### Problem requirements
Copy out all of the records below word for word, leaving out the pictures.

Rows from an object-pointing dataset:
START
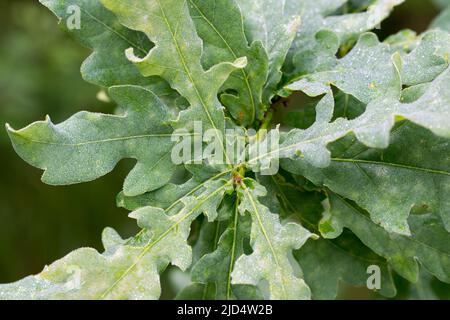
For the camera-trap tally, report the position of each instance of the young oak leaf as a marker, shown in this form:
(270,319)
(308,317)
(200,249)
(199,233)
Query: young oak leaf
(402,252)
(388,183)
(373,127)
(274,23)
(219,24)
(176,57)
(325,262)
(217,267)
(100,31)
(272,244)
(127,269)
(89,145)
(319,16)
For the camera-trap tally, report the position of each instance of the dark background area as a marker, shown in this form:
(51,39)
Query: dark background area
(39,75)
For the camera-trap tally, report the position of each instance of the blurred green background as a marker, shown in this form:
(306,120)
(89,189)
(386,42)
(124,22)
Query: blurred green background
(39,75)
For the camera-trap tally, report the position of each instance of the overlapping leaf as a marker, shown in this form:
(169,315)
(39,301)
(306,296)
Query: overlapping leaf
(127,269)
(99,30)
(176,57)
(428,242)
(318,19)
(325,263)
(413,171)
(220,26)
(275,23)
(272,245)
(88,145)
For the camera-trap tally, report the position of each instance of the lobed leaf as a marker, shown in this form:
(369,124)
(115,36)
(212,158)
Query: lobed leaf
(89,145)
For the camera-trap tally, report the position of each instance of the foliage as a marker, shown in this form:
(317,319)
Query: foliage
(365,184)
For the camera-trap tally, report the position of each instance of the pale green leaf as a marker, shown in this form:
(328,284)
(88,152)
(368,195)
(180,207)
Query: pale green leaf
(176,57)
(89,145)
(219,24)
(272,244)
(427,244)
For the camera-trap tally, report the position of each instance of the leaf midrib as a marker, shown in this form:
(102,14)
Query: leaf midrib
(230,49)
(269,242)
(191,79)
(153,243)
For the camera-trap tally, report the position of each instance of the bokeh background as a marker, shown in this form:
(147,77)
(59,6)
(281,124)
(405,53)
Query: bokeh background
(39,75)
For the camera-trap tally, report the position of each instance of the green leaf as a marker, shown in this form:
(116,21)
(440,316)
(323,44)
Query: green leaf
END
### Exercise response
For the camera-trap tally, report the position of each instance of the young oak leaf as a marker, shown in this form:
(270,319)
(308,317)
(200,249)
(199,233)
Query: young oak leaf
(402,252)
(388,183)
(373,127)
(274,23)
(219,24)
(176,57)
(325,262)
(217,267)
(100,31)
(272,244)
(127,269)
(89,145)
(319,16)
For the camera-trap tally, report the position of each instance of the dark background area as a marker, shown in this form:
(51,39)
Query: dark background area
(39,75)
For the camera-trap tally, report the position of each instance of the blurred green background as a marker, shown in this form:
(306,120)
(89,189)
(386,42)
(124,22)
Query: blurred green background
(39,75)
For the camera-trap tally, report the position of each instance of the overlapping leaf as a marker, shown in this form:
(169,315)
(39,301)
(306,296)
Query: overlapping leaf
(127,269)
(99,30)
(176,57)
(428,242)
(318,19)
(325,263)
(413,171)
(220,26)
(275,23)
(272,245)
(88,145)
For the camera-trap tally, report the position of each instance of the lobed leaf as a marker, shown in this form:
(369,124)
(115,36)
(212,158)
Query: lobed leaf
(89,145)
For the camera-trap tally, report the position of each instance of the foliage as a marker, shown in this form:
(317,319)
Query: foliage
(365,184)
For the camera-trap tally, report the position of each instance of the pale green leaf as a marker, shown in this form:
(328,284)
(88,152)
(368,195)
(180,207)
Query: pale green leaf
(176,57)
(89,145)
(219,24)
(272,244)
(427,244)
For the camera-trap tally, report the position of each instance of the leaf midrib as a marker, shown in this form:
(102,14)
Query: leaf midrib
(230,49)
(269,242)
(191,79)
(153,243)
For the camera-trap tally, report the position of each instance of the bokeh background as a marker, shown in this form:
(147,77)
(59,6)
(281,124)
(405,53)
Query: bokeh background
(39,75)
For the camera-trap tally, report the position of each instance of the green leaf as a marker, shown in this form:
(116,21)
(440,316)
(323,44)
Query: green leaf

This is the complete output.